[Fragmento de texto]
------------------------------------------------

La esencia de la ópera se sustenta en una fructífera relación entre texto dramático, música y otros elementos que dependen de la dirección escénica y actoral de cada producción. Texto y música suelen concebirse coordinadamente, por ello un cambio en uno de los términos distorsiona el conjunto, que obviamente es hijo de su tiempo. Es absurdo pretender que las obras decimonónicas se correspondan con la mentalidad de hoy, algo que solo lograremos programando a autores actuales. Las compositoras estaremos encantadas de mostrar lo que tenemos que decir las mujeres del siglo XXI en el terreno operístico.

 

La constatación de sexismo en las óperas pretéritas no es novedad. La musicología feminista lleva décadas analizando el repertorio bajo tal premisa. El problema aparece cuando atribuimos a lo artístico una misión que no tiene necesariamente:El teatro debe ser denuncia” dice Dario Nardella, (no sé qué autoridad le inviste para dictar lo que debe ser el arte, cuyo espacio parece que confunde con los juzgados); o cuando se mezcla el culo con las témporas: “En un momento en que nuestra sociedad tiene que soportar el asesinato de mujeres, ¿cómo podemos atrevernos a aplaudir el asesinato de una mujer?” pregunta Cristiano Chiarot (Sr. Chiarot: se aplaude la obra en su conjunto, no una acción dramática concreta). Esos dudosos alegatos lanzaban los responsables de una Carmen con final “retocado”. Pero una cosa es la manipulación del libreto para obtener un golpe de efecto (que por cierto presupone el conocimiento del original), y otra muy distinta la apelación a un revisionismo organizado, como al parecer se reclama.

 

La violencia de género es asunto tan serio que merece más que una boutade transgresora pero resulta ingenuo pretender que se va a solucionar reescribiendo finales. ¿Acaso el cambio del desenlace suprime la construcción de los roles de género de toda la obra?¿De verdad creemos que la sociedad actual se mira en los modelos operísticos del XIX? Pienso más bien que son los omnipresentes media, presentándose como realidades, los que propician una recepción potencialmente acrítica de clichés sexistas.

 

Generalizar el revisionismo supone una mirada hacia el pasado enfermiza, la huida hacia atrás camuflando las demandas del presente. Las obras tienen sombras, pliegues en los que frecuentemente se nos muestra lo que quizás no toleraríamos en la realidad. Somos libres de disfrutarlas, ignorarlas o considerarlas obsoletas, es lo que permite la apertura interpretativa que caracteriza lo ficcional, donde –¿hay que explicarlo?- mostrar no es suscribir.


Por eso, la ópera objeto de polémica ha sido calificada alternativamente de feminista o de sexista, cuando simplemente es un espacio de fábula aún vigente donde podemos proyectar experiencias, miedos y anhelos. Solo preservando su identidad podremos leerla como nos plazca o convenga. Porque como decía un personaje de George Eliot, “there is no guarding against interpretation”. Afortunadamente.

------------------------------------------------

[Serie de ejercicios]
a) Reescribe el fragmento sobre la ópera entre «La esencia de» y «el terreno operístico.», ambos incluidos, cambiando «texto dramático» por «libreto».
b) Prolonga el texto sobre el revisionismo en la ópera a partir de su última oración.
Los ítems no son necesarios para nada.

------------------------------------------------

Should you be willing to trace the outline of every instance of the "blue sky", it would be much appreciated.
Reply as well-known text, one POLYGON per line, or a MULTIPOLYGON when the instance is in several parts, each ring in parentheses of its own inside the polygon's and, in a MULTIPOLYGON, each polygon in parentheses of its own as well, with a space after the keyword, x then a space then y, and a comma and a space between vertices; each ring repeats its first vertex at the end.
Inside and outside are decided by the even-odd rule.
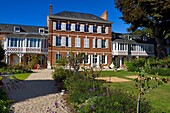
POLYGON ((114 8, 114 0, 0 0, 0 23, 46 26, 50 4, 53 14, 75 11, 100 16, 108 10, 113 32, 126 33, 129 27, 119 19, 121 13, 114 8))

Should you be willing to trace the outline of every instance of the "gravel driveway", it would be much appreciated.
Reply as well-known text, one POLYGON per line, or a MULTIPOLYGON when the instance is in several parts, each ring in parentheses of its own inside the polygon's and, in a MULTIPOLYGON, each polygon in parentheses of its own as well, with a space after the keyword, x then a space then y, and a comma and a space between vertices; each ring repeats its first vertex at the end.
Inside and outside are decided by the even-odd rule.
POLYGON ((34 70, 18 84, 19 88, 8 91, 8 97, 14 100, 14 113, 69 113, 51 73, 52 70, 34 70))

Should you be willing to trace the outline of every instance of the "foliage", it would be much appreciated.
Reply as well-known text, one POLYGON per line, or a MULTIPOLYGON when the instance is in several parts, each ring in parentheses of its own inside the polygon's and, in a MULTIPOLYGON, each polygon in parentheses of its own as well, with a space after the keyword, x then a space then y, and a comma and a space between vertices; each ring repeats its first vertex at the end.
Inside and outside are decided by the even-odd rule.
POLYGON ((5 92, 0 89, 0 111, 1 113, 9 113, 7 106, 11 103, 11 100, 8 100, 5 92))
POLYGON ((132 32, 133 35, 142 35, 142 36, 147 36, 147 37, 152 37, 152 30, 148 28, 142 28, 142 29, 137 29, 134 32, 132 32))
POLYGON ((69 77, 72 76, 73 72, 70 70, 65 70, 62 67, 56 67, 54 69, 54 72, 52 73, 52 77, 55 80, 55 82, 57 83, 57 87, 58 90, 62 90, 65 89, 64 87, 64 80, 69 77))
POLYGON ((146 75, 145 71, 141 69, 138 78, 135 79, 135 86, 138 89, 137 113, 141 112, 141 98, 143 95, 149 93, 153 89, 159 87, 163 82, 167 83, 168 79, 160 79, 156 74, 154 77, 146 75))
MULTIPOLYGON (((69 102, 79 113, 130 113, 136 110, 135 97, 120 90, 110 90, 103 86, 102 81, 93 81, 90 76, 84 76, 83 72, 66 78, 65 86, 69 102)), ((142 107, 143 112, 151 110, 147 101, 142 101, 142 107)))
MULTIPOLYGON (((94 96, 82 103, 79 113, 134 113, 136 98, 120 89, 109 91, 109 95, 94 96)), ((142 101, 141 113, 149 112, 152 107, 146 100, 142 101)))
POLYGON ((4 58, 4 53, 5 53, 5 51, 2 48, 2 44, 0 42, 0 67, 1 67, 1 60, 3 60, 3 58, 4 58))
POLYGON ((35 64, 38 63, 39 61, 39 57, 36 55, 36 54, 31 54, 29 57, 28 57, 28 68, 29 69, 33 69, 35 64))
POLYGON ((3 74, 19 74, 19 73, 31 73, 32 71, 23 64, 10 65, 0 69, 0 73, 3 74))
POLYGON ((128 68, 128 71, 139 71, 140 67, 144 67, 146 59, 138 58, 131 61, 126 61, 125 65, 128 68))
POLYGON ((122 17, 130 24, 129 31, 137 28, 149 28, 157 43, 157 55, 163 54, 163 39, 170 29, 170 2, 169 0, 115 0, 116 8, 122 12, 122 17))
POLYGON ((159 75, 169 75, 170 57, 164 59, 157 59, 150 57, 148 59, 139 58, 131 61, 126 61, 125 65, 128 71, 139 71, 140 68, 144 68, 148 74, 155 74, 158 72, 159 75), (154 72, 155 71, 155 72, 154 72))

------------------------------------------------

[Respuestas]
a)
La esencia de la ópera se sustenta en una fructífera relación entre libreto, música y otros elementos que dependen de la dirección escénica y actoral de cada producción. Texto y música suelen concebirse coordinadamente, por ello un cambio en uno de los términos distorsiona el conjunto, que obviamente es hijo de su tiempo. Es absurdo pretender que las obras decimonónicas se correspondan con la mentalidad de hoy, algo que solo lograremos programando a autores actuales. Las compositoras estaremos encantadas de mostrar lo que tenemos que decir las mujeres del siglo XXI en el terreno operístico.

b)
Milagros Martín-Lunas



¿Cambiar el final de una ópera? Sí, pero con matices

Ni una mujer. Al repasar la lista de los mejores compositores de ópera de la Historia no surge el nombre de ninguna mujer. Quizá sea ese el motivo por el que los personajes femeninos en su mayoría se revelen débiles, dependientes, sumisos, sacrificados por el bien del hombre, incluso, víctimas de terribles abusos. Todo esto no es más que el resultado de la visión de la mujer desde la perspectiva masculina y de una sociedad machista. De manera que si me preguntan si estoy de acuerdo con que se cambien las tramas en la ópera mi respuesta es sí, pero con matices. Y los matices son ni más ni menos que el respeto absoluto de la música y de la esencia de la obra.

Mi historia de amor con la ópera es muy reciente, acaba de cumplir la mayoría de edad. Llevo sólo 18 años escribiendo de ópera, primero en El Mundo y ahora en El Independiente. He visto patalear al patio de butacas del Teatro Real por representaciones que han provocado el rechazo del público. A vuela pluma me viene un Wozzeck de Calixto Bieito, la Salomé de Robert Carsen o el Don Giovani de Dimitri Cherniakov. Ninguno de ellos se atrevió a cambiar la trama.

Haneke sí que lo hizo con su versión de Così fan tutte. Marcó su impronta. El maestro alemán hizo suya la trama que subyace en la ópera de Mozart: la escuela del amor es un recorrido placentero y también amargo. Entre la verdad y la mentira.

Cuentan que Mozart escribió esta ópera sumido en la más absoluta tristeza, cuando su matrimonio estaba a punto de hacer agua. Haneke, acostumbrado a manejar los sentimientos como nadie, se adueñó de la trama incluso con sorpresa final.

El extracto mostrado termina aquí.